Where a line in the records below includes "gate", pull that line out.

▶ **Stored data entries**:
* * * * *

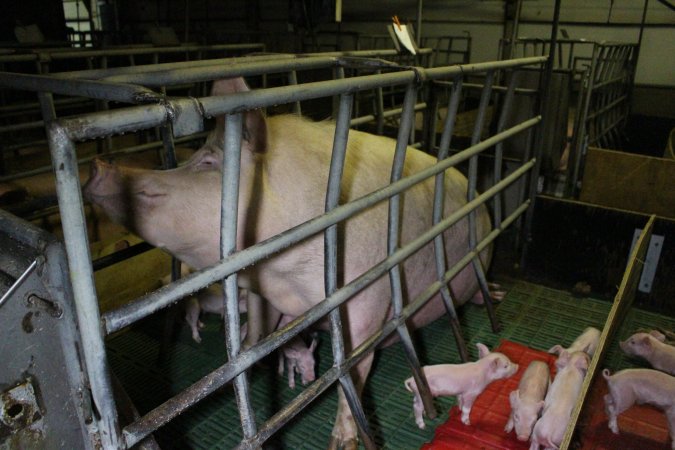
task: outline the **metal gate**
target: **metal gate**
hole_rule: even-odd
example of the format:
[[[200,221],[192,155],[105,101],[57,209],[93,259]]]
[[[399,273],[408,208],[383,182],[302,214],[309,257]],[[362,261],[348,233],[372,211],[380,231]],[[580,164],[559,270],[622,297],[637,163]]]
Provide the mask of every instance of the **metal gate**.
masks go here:
[[[526,66],[540,67],[545,61],[546,57],[532,57],[423,69],[416,67],[392,68],[390,64],[382,65],[376,60],[308,57],[299,60],[279,60],[276,63],[267,60],[251,62],[246,65],[187,66],[187,68],[181,67],[166,72],[136,73],[128,75],[130,79],[125,79],[125,83],[120,83],[120,80],[114,77],[109,77],[107,80],[101,78],[97,81],[53,78],[48,85],[45,85],[30,84],[25,79],[21,83],[14,83],[11,77],[0,77],[2,84],[14,88],[46,88],[54,92],[67,90],[68,92],[87,94],[106,100],[115,99],[129,103],[150,102],[139,106],[124,107],[75,118],[59,120],[51,120],[53,117],[45,118],[49,122],[48,138],[52,154],[52,164],[56,174],[56,188],[68,255],[70,282],[75,300],[81,341],[85,343],[82,348],[83,360],[90,384],[93,409],[96,411],[96,414],[91,414],[92,420],[95,423],[95,426],[91,427],[91,430],[92,433],[96,434],[96,437],[93,439],[100,440],[103,448],[130,448],[144,437],[149,436],[154,430],[181,414],[191,405],[204,399],[223,385],[234,382],[239,415],[244,432],[241,448],[257,448],[273,433],[283,427],[293,416],[302,411],[321,392],[339,382],[348,398],[364,445],[367,448],[373,448],[374,443],[369,431],[368,422],[361,402],[356,395],[349,370],[366,354],[374,351],[375,347],[389,335],[398,332],[404,343],[406,355],[410,360],[411,366],[414,368],[413,372],[416,379],[419,380],[418,385],[426,385],[423,375],[421,375],[421,371],[419,370],[419,362],[414,346],[408,336],[406,319],[418,311],[437,293],[441,292],[445,294],[444,290],[447,283],[469,264],[472,264],[475,270],[483,295],[486,299],[489,299],[485,268],[482,267],[478,255],[496,239],[502,230],[518,220],[530,205],[531,200],[523,198],[515,211],[506,216],[502,212],[500,192],[510,184],[530,174],[536,163],[536,158],[533,157],[532,151],[528,151],[525,153],[526,157],[521,162],[520,167],[502,179],[500,170],[502,162],[501,143],[519,133],[531,132],[541,121],[540,116],[533,114],[521,123],[510,128],[505,128],[505,119],[509,114],[513,97],[516,95],[515,87],[517,83],[516,77],[509,76],[509,74],[516,69]],[[254,73],[261,74],[270,71],[270,66],[274,66],[275,64],[278,70],[290,70],[293,67],[297,68],[302,65],[333,67],[336,69],[338,76],[343,73],[344,68],[355,66],[372,67],[374,71],[382,71],[383,73],[203,98],[169,99],[151,92],[145,87],[129,85],[129,83],[134,83],[134,80],[136,83],[148,85],[152,83],[168,84],[178,81],[185,82],[188,80],[215,80]],[[448,156],[456,108],[462,94],[464,79],[467,76],[476,74],[485,75],[485,82],[481,91],[478,120],[475,124],[471,146],[452,156]],[[495,90],[495,86],[493,84],[496,79],[509,80],[509,82],[507,86],[499,89],[504,92],[504,95],[500,97],[501,108],[496,130],[485,137],[481,135],[481,130],[484,129],[485,111],[488,105],[494,102],[493,91]],[[443,129],[438,150],[438,162],[423,171],[402,177],[403,156],[405,155],[409,134],[414,123],[417,91],[426,82],[441,80],[451,81],[452,87],[451,95],[448,99],[448,110],[450,112],[447,115]],[[42,82],[44,80],[40,79],[38,81]],[[355,201],[338,205],[341,182],[340,164],[344,161],[353,96],[359,91],[391,86],[404,86],[406,92],[392,166],[391,184]],[[43,97],[48,95],[48,93],[42,94]],[[336,131],[333,145],[333,160],[336,161],[336,164],[335,167],[331,166],[331,174],[328,186],[326,187],[326,212],[324,214],[241,251],[236,251],[235,249],[236,214],[224,217],[221,221],[220,250],[222,259],[220,262],[194,272],[185,278],[171,283],[169,286],[145,295],[119,309],[105,314],[100,313],[97,294],[93,284],[87,228],[78,180],[78,160],[75,146],[77,141],[103,139],[111,134],[160,127],[164,132],[164,142],[167,145],[167,151],[171,152],[173,138],[203,131],[205,118],[225,115],[228,129],[236,131],[235,133],[228,134],[223,149],[222,175],[224,188],[222,209],[225,211],[236,211],[238,207],[236,189],[239,183],[238,161],[242,139],[242,113],[247,110],[270,107],[280,103],[300,102],[328,96],[339,97],[339,108],[335,118]],[[528,139],[528,142],[531,141],[531,139]],[[483,194],[477,195],[475,187],[478,155],[492,148],[495,148],[494,160],[496,170],[494,183]],[[468,162],[469,185],[467,204],[461,209],[452,211],[449,215],[443,217],[443,190],[439,189],[439,187],[443,186],[444,171],[460,162]],[[400,206],[398,195],[428,178],[435,178],[437,180],[437,188],[434,194],[434,225],[413,241],[399,247],[397,221],[399,220]],[[338,287],[336,283],[337,265],[335,259],[338,236],[335,225],[383,201],[389,201],[390,205],[389,225],[388,231],[386,231],[389,242],[389,256],[360,277],[342,287]],[[478,241],[475,210],[480,205],[489,201],[493,205],[493,230],[482,241]],[[452,267],[446,267],[442,251],[443,240],[441,233],[464,217],[468,217],[470,224],[469,247],[471,251],[463,255]],[[324,266],[326,276],[325,299],[297,317],[288,326],[265,337],[252,348],[242,351],[240,348],[239,314],[237,308],[237,272],[317,233],[324,233],[327,249]],[[385,230],[382,230],[382,233],[385,233]],[[343,330],[339,317],[340,306],[360,290],[366,288],[373,280],[387,274],[389,274],[392,280],[392,292],[400,292],[400,280],[396,276],[399,265],[415,251],[430,242],[435,242],[437,248],[441,249],[437,253],[435,268],[439,274],[438,280],[427,286],[423,294],[418,298],[408,299],[407,305],[403,304],[400,295],[392,295],[394,317],[385,323],[379,333],[367,339],[361,346],[351,349],[351,352],[345,352]],[[430,270],[434,269],[430,268]],[[225,330],[228,362],[146,415],[122,427],[112,395],[111,374],[104,346],[105,336],[160,311],[186,295],[212,283],[221,281],[223,282],[225,291]],[[446,295],[443,295],[443,297],[446,297]],[[445,300],[448,299],[445,298]],[[487,304],[488,310],[491,311],[489,301]],[[456,327],[458,345],[461,349],[464,344],[451,301],[447,302],[447,307],[451,315],[451,322]],[[318,377],[314,383],[309,385],[290,404],[278,411],[269,420],[261,424],[257,423],[255,413],[248,399],[248,382],[244,372],[265,355],[279,348],[298,333],[324,317],[329,317],[331,322],[331,339],[334,354],[333,367]],[[497,326],[496,320],[493,321],[493,327],[496,329]],[[464,355],[466,355],[466,350],[464,350]],[[429,401],[428,392],[426,394],[425,403],[431,408],[431,411],[428,409],[428,412],[433,414],[433,407]]]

* * * * *

▶ **EXERCISE ANSWER**:
task: outline the **metal gate**
target: **metal gate**
Provide the mask of every instance of the **metal gate**.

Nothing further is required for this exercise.